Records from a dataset
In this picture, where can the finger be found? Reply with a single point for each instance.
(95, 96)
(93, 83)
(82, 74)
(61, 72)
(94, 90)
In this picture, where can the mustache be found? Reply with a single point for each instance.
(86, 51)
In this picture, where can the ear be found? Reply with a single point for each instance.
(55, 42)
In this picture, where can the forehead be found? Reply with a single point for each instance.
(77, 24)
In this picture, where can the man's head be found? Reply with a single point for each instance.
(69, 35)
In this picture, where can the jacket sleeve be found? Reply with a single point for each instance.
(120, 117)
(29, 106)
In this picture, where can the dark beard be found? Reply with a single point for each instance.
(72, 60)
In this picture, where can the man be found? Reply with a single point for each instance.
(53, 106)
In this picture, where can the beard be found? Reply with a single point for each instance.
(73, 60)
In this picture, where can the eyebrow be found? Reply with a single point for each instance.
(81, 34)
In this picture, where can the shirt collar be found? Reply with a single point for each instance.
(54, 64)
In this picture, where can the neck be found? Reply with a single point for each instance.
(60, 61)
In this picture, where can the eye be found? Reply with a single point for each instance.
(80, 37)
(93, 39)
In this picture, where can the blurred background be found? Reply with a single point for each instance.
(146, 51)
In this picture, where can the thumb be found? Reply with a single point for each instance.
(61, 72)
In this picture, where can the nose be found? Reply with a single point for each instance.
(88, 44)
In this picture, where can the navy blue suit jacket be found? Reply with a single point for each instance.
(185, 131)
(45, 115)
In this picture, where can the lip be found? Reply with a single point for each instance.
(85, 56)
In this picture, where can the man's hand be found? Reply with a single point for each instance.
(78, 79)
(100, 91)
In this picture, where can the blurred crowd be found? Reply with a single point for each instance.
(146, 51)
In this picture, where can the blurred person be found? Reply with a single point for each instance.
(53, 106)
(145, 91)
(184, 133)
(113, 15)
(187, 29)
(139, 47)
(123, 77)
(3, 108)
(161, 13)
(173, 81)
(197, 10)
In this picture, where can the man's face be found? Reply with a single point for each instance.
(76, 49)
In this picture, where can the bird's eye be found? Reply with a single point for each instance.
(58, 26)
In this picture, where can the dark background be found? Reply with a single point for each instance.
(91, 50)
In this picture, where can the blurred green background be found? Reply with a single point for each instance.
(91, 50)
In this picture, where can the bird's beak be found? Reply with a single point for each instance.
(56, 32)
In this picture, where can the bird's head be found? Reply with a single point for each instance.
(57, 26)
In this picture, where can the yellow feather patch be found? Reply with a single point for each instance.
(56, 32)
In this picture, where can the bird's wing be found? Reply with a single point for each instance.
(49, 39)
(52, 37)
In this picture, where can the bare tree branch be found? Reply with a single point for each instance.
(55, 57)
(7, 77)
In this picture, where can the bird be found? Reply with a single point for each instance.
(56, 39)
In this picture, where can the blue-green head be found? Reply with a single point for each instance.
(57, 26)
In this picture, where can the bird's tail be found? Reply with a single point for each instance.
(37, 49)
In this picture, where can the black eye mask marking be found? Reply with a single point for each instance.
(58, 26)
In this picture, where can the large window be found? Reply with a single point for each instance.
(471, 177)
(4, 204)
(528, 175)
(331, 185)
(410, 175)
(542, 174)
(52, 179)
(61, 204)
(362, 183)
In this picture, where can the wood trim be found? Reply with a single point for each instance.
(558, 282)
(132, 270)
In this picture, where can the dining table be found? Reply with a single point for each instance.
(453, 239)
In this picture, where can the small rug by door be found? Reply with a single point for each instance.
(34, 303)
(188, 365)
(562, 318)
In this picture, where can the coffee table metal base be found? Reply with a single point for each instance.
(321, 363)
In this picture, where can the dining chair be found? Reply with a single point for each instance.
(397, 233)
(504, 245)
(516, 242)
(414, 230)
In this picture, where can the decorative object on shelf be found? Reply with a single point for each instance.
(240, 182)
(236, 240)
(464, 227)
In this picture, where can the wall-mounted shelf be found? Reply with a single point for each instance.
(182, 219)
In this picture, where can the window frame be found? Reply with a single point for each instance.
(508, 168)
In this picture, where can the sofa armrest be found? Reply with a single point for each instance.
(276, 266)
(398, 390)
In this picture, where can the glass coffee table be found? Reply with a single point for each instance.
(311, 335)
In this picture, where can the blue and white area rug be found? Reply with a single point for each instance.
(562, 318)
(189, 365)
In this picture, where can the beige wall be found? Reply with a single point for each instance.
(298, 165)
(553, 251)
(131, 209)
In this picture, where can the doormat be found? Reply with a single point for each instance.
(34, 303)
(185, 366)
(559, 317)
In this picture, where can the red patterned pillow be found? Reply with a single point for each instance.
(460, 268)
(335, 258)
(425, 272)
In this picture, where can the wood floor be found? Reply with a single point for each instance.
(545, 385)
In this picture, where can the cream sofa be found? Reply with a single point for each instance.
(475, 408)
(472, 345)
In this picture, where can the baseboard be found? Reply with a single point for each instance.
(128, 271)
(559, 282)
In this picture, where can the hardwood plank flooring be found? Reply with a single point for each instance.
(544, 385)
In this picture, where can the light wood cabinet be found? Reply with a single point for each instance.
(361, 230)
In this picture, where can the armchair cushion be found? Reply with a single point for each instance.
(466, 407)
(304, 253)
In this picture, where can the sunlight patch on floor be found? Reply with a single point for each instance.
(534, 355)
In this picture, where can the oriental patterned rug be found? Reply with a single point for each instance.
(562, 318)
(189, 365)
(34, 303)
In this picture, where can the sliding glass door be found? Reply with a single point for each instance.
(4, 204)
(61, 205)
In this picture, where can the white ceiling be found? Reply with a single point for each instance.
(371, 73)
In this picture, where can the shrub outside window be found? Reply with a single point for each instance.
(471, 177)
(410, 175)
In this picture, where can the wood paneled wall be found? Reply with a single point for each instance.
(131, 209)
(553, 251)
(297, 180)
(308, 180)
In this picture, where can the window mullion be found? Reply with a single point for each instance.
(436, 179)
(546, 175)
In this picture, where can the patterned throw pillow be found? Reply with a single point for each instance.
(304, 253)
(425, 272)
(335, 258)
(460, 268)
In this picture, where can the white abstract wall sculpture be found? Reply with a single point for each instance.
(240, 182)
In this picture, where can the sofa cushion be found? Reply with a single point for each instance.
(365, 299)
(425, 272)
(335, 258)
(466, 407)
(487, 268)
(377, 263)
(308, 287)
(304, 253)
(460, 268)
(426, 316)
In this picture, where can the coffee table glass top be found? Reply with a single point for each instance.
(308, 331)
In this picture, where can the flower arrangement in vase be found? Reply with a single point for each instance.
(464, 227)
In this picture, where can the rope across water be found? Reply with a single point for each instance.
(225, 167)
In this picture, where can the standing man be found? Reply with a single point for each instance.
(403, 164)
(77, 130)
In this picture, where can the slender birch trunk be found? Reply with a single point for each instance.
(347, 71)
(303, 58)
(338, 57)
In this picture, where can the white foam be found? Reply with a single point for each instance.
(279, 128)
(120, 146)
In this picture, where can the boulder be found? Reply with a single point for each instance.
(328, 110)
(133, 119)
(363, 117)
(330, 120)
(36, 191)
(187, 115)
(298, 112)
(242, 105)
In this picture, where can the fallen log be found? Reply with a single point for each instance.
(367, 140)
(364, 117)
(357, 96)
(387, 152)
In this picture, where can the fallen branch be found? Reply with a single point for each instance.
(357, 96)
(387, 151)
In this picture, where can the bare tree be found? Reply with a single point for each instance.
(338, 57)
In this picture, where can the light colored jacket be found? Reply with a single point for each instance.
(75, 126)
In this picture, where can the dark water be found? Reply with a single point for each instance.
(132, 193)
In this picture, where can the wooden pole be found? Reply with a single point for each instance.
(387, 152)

# [Problem to work on]
Using the entries above, please restate each one word for word.

# [Task result]
In this picture, where can the finger be found? Reply with a single point for each instance.
(95, 96)
(93, 83)
(82, 74)
(61, 72)
(94, 90)
In this picture, where can the mustache be found? Reply with a single point for each instance.
(86, 51)
In this picture, where can the ear be found? Reply with a single point for each instance.
(55, 42)
In this picture, where can the forehead be found? Reply with a single point for each instance.
(77, 24)
In this picture, where can the man's head be found? Reply with a single point for each instance.
(69, 35)
In this picture, where can the jacket sleeve be found? Reply with a single point for each instance.
(120, 117)
(29, 106)
In this picture, where can the dark beard be found? Reply with a single point for each instance.
(72, 60)
In this picture, where can the man be found? Reply with a single point for each instance.
(53, 106)
In this picture, where can the beard be found? Reply with a single point for each instance.
(73, 60)
In this picture, where can the eyebrow be found? Reply with a single point for each instance.
(81, 34)
In this picture, where can the shirt collar be found? Reply with a single point for each instance.
(54, 64)
In this picture, where can the neck be found? Reply with a single point for each instance.
(60, 61)
In this picture, where can the eye be found? Reply with a single point for each instance.
(80, 37)
(93, 39)
In this picture, where can the blurred background be found? Reply with a single point for each instance.
(146, 51)
In this picture, where can the thumb be found? Reply with a single point for each instance.
(61, 72)
In this picture, where can the nose be found? Reply with a single point for each instance.
(88, 44)
In this picture, where can the navy blue suit jacket be found? Reply with a single point for each instance.
(185, 131)
(45, 115)
In this picture, where can the lip be found? Reply with a single point for each instance.
(85, 56)
In this picture, where can the man's hand be found? Reply with a single point for each instance.
(78, 79)
(100, 91)
In this picture, where can the blurred crowd be found? Reply with a single point for each instance.
(146, 51)
In this picture, where can the blurred person be found? Reply with a single point for each instance.
(53, 106)
(145, 91)
(184, 133)
(113, 15)
(187, 29)
(139, 47)
(123, 77)
(3, 108)
(161, 13)
(173, 81)
(197, 10)
In this picture, where can the man's face be found? Reply with a single point for each instance.
(76, 49)
In this picture, where can the bird's eye be found? Reply with a single point for each instance.
(58, 26)
In this picture, where can the dark background be found? Reply with a single point for each instance.
(91, 50)
In this picture, where can the blurred green background be found? Reply with a single point for each instance.
(91, 50)
In this picture, where can the bird's beak be found? Reply with a single point for each instance.
(56, 32)
In this picture, where can the bird's head be found? Reply with a single point for each instance.
(57, 26)
In this picture, where can the yellow feather patch be found? Reply with a single point for each instance.
(56, 32)
In this picture, where can the bird's wing be found? Reply with a single point for each instance.
(49, 39)
(52, 37)
In this picture, where can the bare tree branch be found? Reply with a single point for each instance.
(55, 57)
(7, 77)
In this picture, where can the bird be found? Reply with a single point for each instance.
(56, 39)
In this picture, where can the blue-green head be found? Reply with a single point for each instance.
(57, 26)
In this picture, where can the bird's tail be found? Reply with a single point for each instance.
(37, 49)
In this picture, where can the black eye mask marking be found? Reply with a single point for each instance.
(58, 26)
In this picture, where can the large window be found? Reply with a single point for each instance.
(471, 177)
(4, 204)
(528, 175)
(331, 185)
(410, 175)
(542, 174)
(52, 179)
(61, 204)
(362, 183)
In this picture, where can the wood trim be found? Reply with a single point for each instance.
(558, 282)
(132, 270)
In this picture, where can the dining table be found? Reply with a single point for each instance.
(453, 239)
In this picture, where can the small rug by door be found? Reply with a single point for each instance.
(34, 303)
(188, 365)
(562, 318)
In this picture, where can the coffee table metal base be found? Reply with a single point for each instance.
(321, 363)
In this picture, where can the dining chair be found? Reply with a single point for each instance.
(397, 233)
(504, 245)
(516, 242)
(414, 230)
In this picture, where can the decorative object on shelf be found? Reply with a single point for each instance.
(240, 182)
(236, 240)
(464, 227)
In this picture, where can the wall-mounted shelf be found? Reply with a single point for each instance.
(182, 219)
In this picture, where can the window frame be found? Reply with a single point for each instance.
(508, 168)
In this picture, where can the sofa armrest be found? Reply with a single point for each instance.
(276, 266)
(398, 390)
In this picture, where can the glass coffee table be found? Reply with a single point for each instance.
(311, 335)
In this picture, where can the blue and white area rug be found? Reply with a single point for each instance.
(562, 318)
(189, 365)
In this picture, where can the beige wall be found? Reply with a single point for each instance.
(298, 165)
(553, 251)
(131, 209)
In this picture, where can the doormat be found? Reply with a single point for each instance.
(34, 303)
(185, 366)
(559, 317)
In this picture, where can the red patterned pillow be found? Reply with a single point for each instance.
(460, 268)
(335, 258)
(425, 272)
In this picture, where can the wood floor be found? Reply with a single point for each instance.
(545, 385)
In this picture, where can the cream sofa be found? Reply with a single point for each instance.
(475, 408)
(472, 345)
In this picture, where can the baseboard be found? Reply with a single point for each instance.
(128, 271)
(559, 282)
In this picture, where can the hardwood plank flooring be found? Reply with a single point for each instance.
(544, 385)
In this picture, where can the light wood cabinet be found? Reply with a single point for each instance.
(361, 230)
In this picture, where can the armchair cushion be found? Reply with a single point for each instance.
(466, 407)
(304, 253)
In this picture, where can the sunlight patch on floor be found? Reply with a single point for each instance.
(534, 355)
In this picture, where can the oriental patterned rug be found? Reply with a single point for each instance.
(562, 318)
(189, 365)
(34, 303)
In this picture, where can the sliding glass door be found? Reply with a single point for each instance.
(4, 204)
(61, 205)
In this picture, where can the white ceiling be found? Reply with a single point for each instance.
(371, 73)
In this picture, where can the shrub outside window be found? Reply with a single point for each instance.
(471, 177)
(410, 175)
In this picture, where can the wood paneled wall be found? Reply with a single point for each instance.
(131, 209)
(553, 251)
(297, 180)
(308, 180)
In this picture, where can the window mullion be found? Reply with a single point for each instance.
(436, 179)
(546, 175)
In this picture, where can the patterned throw pillow be found? Reply with a single point for each instance.
(304, 253)
(425, 272)
(335, 258)
(460, 268)
In this picture, where can the white abstract wall sculpture be found? Reply with a single point for each instance.
(240, 182)
In this picture, where can the sofa cushion be found? Reply with a single point for each instance.
(365, 299)
(425, 272)
(335, 258)
(466, 407)
(487, 268)
(377, 263)
(308, 287)
(304, 253)
(460, 268)
(426, 316)
In this picture, where can the coffee table glass top be found? Reply with a single point for each instance.
(308, 331)
In this picture, where can the flower arrangement in vase be found? Reply with a single point for each instance.
(464, 227)
In this picture, where can the rope across water be found? Reply with a single point for each instance.
(225, 167)
In this picture, where can the standing man be found? Reply with a single point for each instance.
(403, 164)
(77, 130)
In this picture, where can the slender birch trunk be found? Reply with a single point for each instance.
(347, 71)
(303, 58)
(338, 57)
In this picture, where can the white foam be found? Reply with a single point for each instance.
(279, 128)
(120, 146)
In this picture, where can the boulder be found? Reply with a single point for each instance.
(328, 110)
(133, 119)
(363, 117)
(330, 120)
(36, 191)
(187, 115)
(298, 112)
(242, 105)
In this picture, where can the fallen log be found? Reply with a single point for each instance.
(367, 140)
(364, 117)
(357, 96)
(387, 152)
In this picture, where can the fallen branch be found? Reply with a single point for each instance.
(357, 96)
(387, 151)
In this picture, where can the bare tree be found? Reply with a single point for each instance.
(338, 57)
In this picture, where can the light colored jacket be found? Reply with a single point for each instance.
(75, 126)
In this picture, where can the dark water be found? Reply with a single point for each instance.
(132, 193)
In this picture, where can the wooden pole be found? Reply with a single point for each instance.
(387, 152)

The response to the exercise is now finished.